* _Task details_
Go through the records below line by line. Count the lines with "window" and give the count alone.

(Stored data entries)
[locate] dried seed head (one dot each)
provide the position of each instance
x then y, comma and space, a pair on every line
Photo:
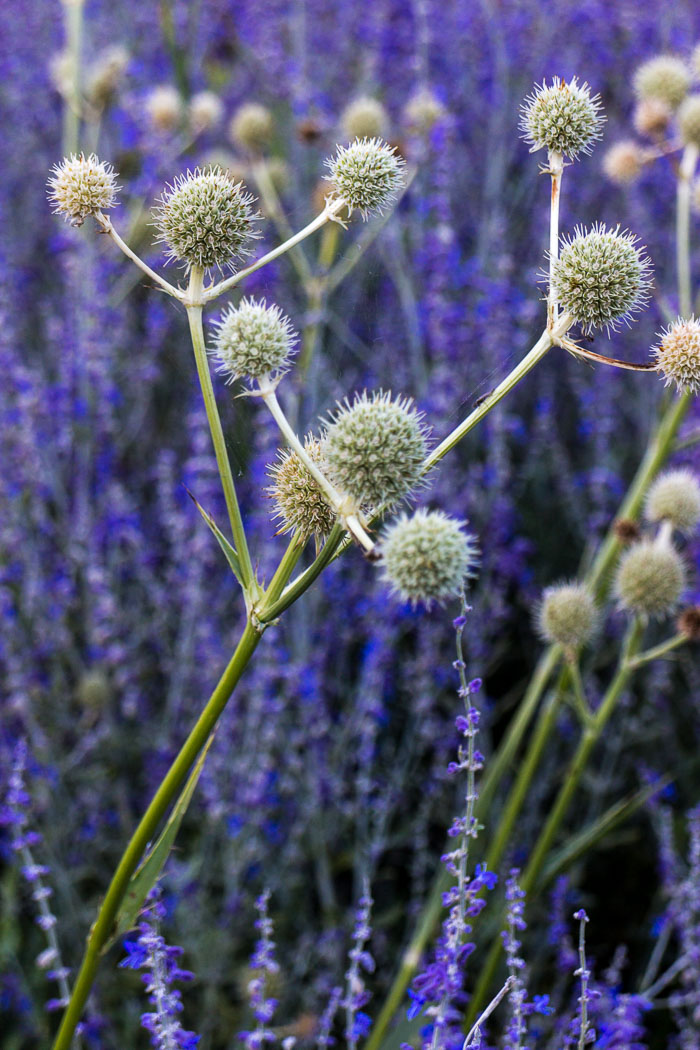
366, 174
678, 354
375, 448
428, 557
206, 218
664, 78
567, 615
253, 339
81, 186
601, 277
650, 579
561, 118
675, 497
300, 503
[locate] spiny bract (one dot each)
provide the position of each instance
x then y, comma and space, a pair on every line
375, 448
601, 277
427, 557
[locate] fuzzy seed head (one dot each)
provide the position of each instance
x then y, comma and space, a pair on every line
300, 504
678, 355
650, 579
664, 78
375, 448
675, 497
561, 118
366, 174
601, 277
81, 186
206, 219
428, 557
567, 615
253, 339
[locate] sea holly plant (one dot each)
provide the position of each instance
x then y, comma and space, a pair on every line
370, 454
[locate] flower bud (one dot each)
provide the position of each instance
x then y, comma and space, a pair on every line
428, 557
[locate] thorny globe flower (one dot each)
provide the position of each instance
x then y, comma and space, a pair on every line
601, 276
427, 558
206, 219
561, 118
253, 339
366, 174
375, 447
81, 186
678, 354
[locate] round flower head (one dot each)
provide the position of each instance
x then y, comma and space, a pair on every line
650, 579
81, 186
664, 78
675, 497
253, 339
300, 502
561, 118
567, 615
206, 218
678, 354
427, 558
366, 174
375, 448
601, 277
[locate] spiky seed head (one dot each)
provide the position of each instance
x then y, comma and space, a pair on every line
427, 557
253, 339
366, 174
561, 118
252, 126
664, 78
567, 615
623, 162
650, 579
206, 218
375, 447
81, 186
300, 504
601, 276
678, 354
675, 497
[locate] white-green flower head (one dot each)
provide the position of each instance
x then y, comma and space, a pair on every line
678, 355
665, 78
651, 578
366, 174
300, 504
375, 448
81, 186
567, 615
601, 277
206, 218
428, 557
563, 118
253, 339
675, 497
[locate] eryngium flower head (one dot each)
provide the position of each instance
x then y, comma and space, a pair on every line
253, 339
427, 558
675, 497
206, 218
664, 78
375, 448
300, 503
561, 118
80, 186
366, 174
678, 354
567, 615
601, 277
650, 579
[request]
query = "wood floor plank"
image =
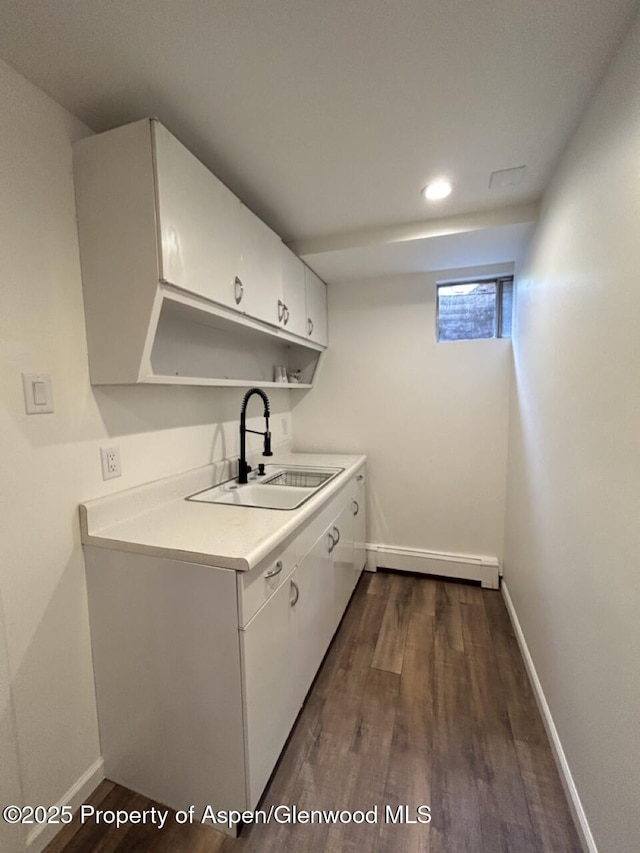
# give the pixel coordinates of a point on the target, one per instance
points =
(448, 721)
(408, 781)
(63, 838)
(389, 651)
(424, 595)
(448, 619)
(547, 803)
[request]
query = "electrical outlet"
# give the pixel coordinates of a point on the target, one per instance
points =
(110, 462)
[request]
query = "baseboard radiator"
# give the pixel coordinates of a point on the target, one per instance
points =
(461, 566)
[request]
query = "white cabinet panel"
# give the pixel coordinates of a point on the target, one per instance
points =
(316, 296)
(260, 268)
(314, 613)
(294, 315)
(360, 529)
(268, 653)
(199, 223)
(343, 560)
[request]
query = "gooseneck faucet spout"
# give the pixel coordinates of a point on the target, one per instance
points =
(243, 468)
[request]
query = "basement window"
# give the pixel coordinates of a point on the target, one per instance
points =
(474, 310)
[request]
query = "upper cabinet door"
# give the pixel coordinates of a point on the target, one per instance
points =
(316, 294)
(260, 268)
(198, 223)
(293, 307)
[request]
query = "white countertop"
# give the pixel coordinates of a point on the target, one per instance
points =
(156, 519)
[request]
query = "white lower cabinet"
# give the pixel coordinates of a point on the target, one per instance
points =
(359, 527)
(342, 553)
(268, 648)
(315, 615)
(200, 672)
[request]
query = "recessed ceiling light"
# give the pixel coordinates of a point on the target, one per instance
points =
(437, 190)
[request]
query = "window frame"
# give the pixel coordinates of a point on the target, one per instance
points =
(499, 281)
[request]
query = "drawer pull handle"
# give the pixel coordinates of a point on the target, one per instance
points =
(275, 571)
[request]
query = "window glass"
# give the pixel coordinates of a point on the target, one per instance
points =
(467, 311)
(506, 308)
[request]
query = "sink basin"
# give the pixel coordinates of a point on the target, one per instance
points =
(282, 487)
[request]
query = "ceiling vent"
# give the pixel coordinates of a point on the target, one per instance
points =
(506, 178)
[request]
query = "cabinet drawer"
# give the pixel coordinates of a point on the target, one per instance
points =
(258, 585)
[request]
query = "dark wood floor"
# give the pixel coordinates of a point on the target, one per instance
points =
(423, 698)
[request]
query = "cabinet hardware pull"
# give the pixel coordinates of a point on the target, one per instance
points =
(275, 571)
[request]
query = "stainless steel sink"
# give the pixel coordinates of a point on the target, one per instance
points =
(281, 487)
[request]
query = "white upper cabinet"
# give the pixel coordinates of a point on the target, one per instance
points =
(292, 307)
(181, 273)
(316, 295)
(259, 269)
(199, 221)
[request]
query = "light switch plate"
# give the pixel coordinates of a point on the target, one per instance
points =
(38, 393)
(111, 466)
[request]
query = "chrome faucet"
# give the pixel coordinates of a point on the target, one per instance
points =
(243, 468)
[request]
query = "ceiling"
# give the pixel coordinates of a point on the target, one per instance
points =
(329, 116)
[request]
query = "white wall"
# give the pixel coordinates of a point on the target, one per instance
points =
(573, 509)
(50, 463)
(432, 418)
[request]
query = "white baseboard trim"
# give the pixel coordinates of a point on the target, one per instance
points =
(577, 811)
(461, 566)
(77, 794)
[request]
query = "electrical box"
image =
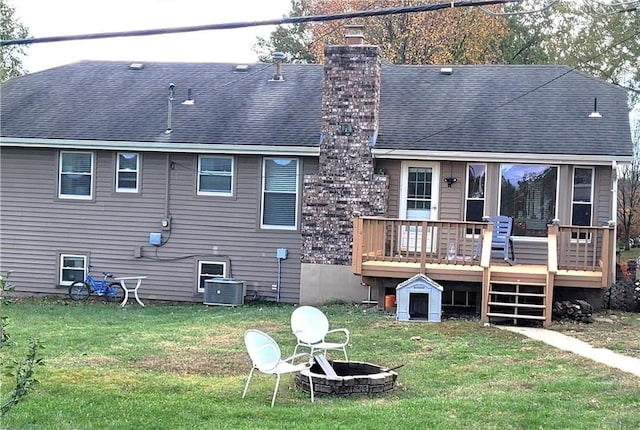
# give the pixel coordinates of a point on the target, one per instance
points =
(155, 239)
(224, 292)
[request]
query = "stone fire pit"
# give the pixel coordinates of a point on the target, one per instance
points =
(353, 378)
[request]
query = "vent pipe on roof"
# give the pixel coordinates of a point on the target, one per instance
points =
(354, 35)
(278, 58)
(595, 113)
(189, 100)
(170, 107)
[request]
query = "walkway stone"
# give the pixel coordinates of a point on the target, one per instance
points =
(571, 344)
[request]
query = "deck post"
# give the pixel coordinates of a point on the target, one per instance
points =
(357, 249)
(423, 248)
(607, 241)
(552, 268)
(485, 263)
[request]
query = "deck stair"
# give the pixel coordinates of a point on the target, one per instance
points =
(517, 294)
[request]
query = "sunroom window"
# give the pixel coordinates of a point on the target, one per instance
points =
(280, 193)
(528, 195)
(75, 175)
(127, 172)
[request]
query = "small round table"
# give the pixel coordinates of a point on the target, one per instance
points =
(126, 289)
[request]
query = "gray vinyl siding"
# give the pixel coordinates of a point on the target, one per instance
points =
(113, 225)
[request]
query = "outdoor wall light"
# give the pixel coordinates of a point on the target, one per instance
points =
(346, 128)
(450, 181)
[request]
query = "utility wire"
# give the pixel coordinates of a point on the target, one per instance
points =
(245, 24)
(526, 93)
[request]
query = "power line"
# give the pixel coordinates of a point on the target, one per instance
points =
(245, 24)
(631, 36)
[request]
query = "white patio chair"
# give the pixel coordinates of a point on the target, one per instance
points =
(266, 357)
(310, 326)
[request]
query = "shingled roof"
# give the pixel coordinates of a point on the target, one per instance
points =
(494, 108)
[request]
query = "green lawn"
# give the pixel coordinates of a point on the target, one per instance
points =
(184, 367)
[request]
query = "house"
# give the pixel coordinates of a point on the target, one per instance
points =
(304, 181)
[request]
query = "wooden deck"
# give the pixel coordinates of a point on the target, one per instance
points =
(400, 249)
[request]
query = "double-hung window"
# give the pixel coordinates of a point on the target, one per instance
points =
(73, 268)
(476, 182)
(528, 194)
(210, 270)
(279, 192)
(75, 179)
(215, 175)
(582, 199)
(127, 172)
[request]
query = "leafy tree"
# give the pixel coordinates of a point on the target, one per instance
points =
(462, 36)
(598, 40)
(629, 194)
(11, 56)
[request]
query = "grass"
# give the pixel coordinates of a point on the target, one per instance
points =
(184, 367)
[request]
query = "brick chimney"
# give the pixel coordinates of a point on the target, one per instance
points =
(346, 184)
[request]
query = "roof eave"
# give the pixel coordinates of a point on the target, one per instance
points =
(487, 157)
(206, 148)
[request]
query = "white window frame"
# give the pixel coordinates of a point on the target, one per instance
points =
(204, 276)
(264, 191)
(574, 237)
(555, 166)
(216, 173)
(90, 174)
(85, 258)
(120, 170)
(469, 198)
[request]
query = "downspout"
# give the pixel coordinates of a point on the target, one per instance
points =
(614, 218)
(167, 187)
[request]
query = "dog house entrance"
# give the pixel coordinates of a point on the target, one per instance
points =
(419, 299)
(418, 306)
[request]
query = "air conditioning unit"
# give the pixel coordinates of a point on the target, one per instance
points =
(223, 292)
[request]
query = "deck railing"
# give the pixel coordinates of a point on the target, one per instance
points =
(585, 248)
(458, 243)
(416, 241)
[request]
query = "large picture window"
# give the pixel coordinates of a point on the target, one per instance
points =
(73, 268)
(280, 193)
(215, 175)
(528, 195)
(75, 175)
(210, 270)
(127, 172)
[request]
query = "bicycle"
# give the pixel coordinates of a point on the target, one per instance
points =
(81, 290)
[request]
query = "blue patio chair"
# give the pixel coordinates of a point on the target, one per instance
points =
(501, 240)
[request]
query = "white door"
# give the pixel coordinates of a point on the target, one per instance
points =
(418, 200)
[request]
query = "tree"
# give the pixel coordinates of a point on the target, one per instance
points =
(461, 36)
(11, 56)
(598, 40)
(629, 194)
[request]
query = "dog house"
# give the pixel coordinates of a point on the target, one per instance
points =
(419, 299)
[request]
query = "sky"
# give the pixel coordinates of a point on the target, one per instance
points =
(69, 17)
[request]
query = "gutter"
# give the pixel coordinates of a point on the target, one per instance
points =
(492, 157)
(201, 148)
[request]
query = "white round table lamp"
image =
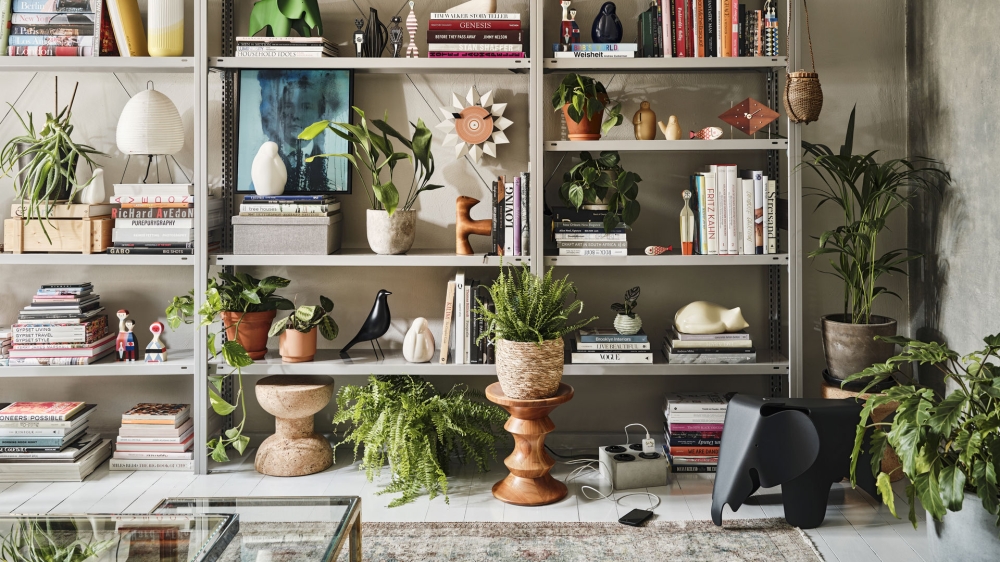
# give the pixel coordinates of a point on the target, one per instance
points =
(150, 124)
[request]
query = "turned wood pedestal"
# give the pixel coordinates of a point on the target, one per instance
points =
(295, 449)
(529, 482)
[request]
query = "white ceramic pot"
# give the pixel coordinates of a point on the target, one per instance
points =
(391, 235)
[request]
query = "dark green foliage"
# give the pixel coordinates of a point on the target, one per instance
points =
(586, 97)
(530, 308)
(591, 181)
(946, 445)
(631, 301)
(402, 420)
(867, 192)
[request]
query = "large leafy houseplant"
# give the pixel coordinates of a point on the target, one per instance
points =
(404, 421)
(947, 445)
(241, 294)
(603, 180)
(583, 97)
(377, 156)
(49, 156)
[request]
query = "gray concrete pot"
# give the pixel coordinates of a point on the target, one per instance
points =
(851, 348)
(969, 535)
(390, 235)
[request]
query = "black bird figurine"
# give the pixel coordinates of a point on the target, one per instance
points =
(375, 326)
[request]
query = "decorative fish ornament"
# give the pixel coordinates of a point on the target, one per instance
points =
(708, 133)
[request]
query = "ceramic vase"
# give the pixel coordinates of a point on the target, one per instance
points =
(418, 343)
(268, 171)
(391, 235)
(607, 27)
(166, 28)
(628, 325)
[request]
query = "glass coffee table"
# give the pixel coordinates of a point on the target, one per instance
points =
(116, 538)
(280, 529)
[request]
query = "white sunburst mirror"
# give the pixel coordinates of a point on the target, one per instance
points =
(475, 125)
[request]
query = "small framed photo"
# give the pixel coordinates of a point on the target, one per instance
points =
(276, 105)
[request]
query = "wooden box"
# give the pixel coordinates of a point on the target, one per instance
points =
(88, 234)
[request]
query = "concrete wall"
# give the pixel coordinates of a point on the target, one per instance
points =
(954, 80)
(859, 46)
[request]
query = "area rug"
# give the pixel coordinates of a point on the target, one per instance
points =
(742, 540)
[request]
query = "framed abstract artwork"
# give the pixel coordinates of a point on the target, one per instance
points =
(276, 105)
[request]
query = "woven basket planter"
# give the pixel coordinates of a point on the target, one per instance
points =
(528, 371)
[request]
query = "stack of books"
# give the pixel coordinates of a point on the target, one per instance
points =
(462, 326)
(582, 233)
(703, 349)
(496, 36)
(48, 441)
(734, 215)
(264, 47)
(597, 345)
(159, 219)
(155, 437)
(693, 431)
(63, 325)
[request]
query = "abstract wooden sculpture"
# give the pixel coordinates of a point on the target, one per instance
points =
(465, 226)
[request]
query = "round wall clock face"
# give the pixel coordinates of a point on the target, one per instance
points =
(749, 116)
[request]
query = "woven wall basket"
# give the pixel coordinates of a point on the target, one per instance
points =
(528, 371)
(803, 94)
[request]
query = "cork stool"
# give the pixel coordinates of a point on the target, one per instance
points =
(294, 449)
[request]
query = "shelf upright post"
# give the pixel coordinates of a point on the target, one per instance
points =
(200, 376)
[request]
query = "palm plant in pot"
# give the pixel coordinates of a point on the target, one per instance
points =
(583, 101)
(527, 328)
(392, 223)
(246, 307)
(948, 445)
(867, 192)
(43, 162)
(602, 183)
(297, 331)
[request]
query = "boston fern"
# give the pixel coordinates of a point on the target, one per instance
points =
(530, 308)
(405, 421)
(946, 445)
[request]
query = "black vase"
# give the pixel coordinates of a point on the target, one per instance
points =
(376, 36)
(607, 27)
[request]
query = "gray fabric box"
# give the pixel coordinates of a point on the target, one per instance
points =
(287, 235)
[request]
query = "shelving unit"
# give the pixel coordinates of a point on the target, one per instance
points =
(780, 354)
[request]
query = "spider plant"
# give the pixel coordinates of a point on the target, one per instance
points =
(43, 161)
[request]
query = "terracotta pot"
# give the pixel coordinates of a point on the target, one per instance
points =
(852, 348)
(391, 235)
(253, 329)
(296, 347)
(528, 371)
(586, 129)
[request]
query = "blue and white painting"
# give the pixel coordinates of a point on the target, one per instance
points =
(276, 105)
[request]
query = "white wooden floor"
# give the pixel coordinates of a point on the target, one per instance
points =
(857, 528)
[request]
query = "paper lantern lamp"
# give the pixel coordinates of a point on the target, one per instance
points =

* _Answer section_
7